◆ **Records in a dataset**
══════════════════════════════
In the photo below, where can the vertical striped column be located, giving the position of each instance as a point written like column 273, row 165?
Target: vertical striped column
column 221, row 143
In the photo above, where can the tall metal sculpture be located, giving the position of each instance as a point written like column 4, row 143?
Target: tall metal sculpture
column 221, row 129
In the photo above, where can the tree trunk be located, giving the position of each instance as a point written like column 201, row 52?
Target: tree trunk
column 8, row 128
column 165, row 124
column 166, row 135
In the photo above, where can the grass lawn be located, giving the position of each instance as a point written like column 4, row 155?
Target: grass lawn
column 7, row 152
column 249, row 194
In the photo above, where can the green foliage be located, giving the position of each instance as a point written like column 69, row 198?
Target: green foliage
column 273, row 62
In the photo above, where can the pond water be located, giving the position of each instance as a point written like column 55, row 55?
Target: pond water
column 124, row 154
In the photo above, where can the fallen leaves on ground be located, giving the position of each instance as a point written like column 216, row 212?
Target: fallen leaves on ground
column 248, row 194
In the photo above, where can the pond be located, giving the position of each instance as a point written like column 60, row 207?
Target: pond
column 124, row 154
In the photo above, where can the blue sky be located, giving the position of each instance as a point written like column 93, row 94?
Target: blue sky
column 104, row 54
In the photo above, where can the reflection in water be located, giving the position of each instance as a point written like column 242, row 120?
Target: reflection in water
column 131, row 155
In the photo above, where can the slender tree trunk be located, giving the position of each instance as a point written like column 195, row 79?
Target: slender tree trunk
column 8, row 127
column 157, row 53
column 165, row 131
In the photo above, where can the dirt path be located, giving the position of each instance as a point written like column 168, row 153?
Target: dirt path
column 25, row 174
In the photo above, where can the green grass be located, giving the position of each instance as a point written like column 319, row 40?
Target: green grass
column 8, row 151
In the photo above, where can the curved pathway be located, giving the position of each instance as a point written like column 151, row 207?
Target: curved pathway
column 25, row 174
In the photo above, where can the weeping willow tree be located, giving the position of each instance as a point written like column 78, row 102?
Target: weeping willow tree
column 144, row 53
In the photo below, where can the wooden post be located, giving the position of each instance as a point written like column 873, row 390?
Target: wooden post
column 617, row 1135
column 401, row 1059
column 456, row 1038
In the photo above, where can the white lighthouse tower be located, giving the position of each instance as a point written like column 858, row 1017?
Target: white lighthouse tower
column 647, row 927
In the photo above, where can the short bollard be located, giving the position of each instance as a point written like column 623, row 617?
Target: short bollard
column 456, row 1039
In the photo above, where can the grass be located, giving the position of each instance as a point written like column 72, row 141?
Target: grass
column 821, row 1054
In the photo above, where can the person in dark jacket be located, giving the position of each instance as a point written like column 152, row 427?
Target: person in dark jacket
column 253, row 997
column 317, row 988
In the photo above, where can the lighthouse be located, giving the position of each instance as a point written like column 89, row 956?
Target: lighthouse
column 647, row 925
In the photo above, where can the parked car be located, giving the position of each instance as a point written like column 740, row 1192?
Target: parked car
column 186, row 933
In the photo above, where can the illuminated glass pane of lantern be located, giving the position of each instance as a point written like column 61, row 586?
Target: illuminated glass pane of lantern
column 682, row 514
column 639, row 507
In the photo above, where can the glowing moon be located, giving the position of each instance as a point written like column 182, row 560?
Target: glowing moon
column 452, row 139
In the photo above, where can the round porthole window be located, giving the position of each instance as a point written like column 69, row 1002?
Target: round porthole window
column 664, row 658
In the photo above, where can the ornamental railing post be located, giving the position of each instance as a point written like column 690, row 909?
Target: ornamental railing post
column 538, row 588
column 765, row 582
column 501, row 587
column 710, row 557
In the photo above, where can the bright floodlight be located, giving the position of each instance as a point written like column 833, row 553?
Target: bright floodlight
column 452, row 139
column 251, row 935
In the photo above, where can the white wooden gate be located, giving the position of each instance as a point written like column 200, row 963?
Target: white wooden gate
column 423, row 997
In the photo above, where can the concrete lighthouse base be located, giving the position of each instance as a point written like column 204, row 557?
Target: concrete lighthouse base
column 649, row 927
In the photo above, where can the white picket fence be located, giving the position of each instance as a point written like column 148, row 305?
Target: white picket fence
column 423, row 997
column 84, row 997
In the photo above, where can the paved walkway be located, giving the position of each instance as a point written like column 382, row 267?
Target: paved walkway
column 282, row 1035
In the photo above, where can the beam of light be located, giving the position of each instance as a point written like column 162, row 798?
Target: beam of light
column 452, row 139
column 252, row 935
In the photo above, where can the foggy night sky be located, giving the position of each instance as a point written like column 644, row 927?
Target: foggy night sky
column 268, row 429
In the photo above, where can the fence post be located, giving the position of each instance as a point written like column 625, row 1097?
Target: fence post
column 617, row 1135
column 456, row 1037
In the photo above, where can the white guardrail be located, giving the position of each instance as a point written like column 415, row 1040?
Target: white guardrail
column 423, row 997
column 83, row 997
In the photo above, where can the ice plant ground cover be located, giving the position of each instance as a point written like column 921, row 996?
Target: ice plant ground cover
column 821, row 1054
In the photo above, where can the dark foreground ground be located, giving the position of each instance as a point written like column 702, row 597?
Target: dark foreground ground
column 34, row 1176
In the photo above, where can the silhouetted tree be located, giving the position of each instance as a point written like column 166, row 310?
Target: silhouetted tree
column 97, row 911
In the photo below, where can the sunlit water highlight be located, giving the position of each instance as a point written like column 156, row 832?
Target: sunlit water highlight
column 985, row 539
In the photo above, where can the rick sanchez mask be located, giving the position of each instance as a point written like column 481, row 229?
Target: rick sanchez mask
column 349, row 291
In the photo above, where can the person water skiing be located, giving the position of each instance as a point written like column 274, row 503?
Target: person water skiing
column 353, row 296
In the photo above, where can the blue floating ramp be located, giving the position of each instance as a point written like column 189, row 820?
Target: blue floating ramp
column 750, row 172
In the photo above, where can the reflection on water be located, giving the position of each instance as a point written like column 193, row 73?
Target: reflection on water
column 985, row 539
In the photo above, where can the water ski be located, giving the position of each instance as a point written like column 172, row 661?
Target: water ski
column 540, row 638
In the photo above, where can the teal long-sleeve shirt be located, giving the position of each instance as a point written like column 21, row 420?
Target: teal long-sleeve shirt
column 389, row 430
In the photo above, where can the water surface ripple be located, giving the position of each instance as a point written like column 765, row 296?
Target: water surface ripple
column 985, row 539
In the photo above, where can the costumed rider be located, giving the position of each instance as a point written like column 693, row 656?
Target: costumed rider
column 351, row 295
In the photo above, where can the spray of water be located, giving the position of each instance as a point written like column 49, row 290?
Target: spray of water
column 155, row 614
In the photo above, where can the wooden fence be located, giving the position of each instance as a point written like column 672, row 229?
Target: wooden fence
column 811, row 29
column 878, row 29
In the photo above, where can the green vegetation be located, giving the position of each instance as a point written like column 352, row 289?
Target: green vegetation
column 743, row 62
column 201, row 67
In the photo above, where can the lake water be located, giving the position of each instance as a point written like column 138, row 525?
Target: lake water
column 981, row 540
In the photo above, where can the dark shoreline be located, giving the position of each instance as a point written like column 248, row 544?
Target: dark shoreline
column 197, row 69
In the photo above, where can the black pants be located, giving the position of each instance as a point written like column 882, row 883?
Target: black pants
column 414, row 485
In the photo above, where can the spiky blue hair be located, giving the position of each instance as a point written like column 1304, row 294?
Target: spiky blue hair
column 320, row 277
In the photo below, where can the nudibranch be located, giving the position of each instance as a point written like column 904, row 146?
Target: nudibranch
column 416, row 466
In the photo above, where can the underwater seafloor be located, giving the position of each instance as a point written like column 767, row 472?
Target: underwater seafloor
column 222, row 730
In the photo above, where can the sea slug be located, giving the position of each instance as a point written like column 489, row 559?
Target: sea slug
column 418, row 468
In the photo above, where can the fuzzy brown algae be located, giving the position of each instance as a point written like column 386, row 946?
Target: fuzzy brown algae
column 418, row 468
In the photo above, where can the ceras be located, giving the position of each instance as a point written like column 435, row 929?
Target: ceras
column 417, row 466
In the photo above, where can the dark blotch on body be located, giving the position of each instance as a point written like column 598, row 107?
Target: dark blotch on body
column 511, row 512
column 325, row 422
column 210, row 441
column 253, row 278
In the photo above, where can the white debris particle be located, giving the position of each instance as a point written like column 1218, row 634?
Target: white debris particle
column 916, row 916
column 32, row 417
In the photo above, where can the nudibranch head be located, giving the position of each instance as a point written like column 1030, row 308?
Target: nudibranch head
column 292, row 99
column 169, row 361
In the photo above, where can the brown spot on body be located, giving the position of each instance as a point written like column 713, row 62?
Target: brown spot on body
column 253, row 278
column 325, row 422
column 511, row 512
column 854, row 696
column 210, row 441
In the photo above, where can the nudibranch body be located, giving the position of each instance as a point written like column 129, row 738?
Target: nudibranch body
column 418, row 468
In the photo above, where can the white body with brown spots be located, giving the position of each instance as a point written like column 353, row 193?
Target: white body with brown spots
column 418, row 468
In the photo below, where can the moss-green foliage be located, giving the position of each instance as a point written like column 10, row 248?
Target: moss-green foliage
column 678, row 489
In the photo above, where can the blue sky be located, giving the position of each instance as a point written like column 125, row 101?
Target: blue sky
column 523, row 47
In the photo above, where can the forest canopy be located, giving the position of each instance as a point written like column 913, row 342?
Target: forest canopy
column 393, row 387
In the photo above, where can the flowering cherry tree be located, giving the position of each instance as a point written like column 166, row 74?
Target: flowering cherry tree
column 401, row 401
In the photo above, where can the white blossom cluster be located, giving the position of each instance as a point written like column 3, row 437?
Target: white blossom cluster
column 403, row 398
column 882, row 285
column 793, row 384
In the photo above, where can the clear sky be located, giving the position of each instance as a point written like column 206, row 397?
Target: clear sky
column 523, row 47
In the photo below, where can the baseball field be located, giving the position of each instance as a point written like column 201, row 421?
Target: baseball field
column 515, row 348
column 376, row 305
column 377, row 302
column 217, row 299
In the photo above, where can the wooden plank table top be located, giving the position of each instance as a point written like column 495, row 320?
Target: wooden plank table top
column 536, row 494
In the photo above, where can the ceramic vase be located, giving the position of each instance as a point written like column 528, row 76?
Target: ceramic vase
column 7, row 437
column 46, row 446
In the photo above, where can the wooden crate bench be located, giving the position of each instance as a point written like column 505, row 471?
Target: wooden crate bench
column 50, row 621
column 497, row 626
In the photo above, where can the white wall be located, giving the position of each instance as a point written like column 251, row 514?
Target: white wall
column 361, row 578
══════════════════════════════
◆ **Problem details**
Rewrite the lines beginning with the line that contains "In the photo below, where can the moss-green" and continuing through the line that contains "column 678, row 489", replacing "moss-green" with "olive-green" and leaving everything else unchanged.

◆ **Solution for this problem**
In the photo below, where can the olive-green foliage be located, giving the position of each instance as a point written like column 10, row 248?
Target: olive-green foliage
column 678, row 489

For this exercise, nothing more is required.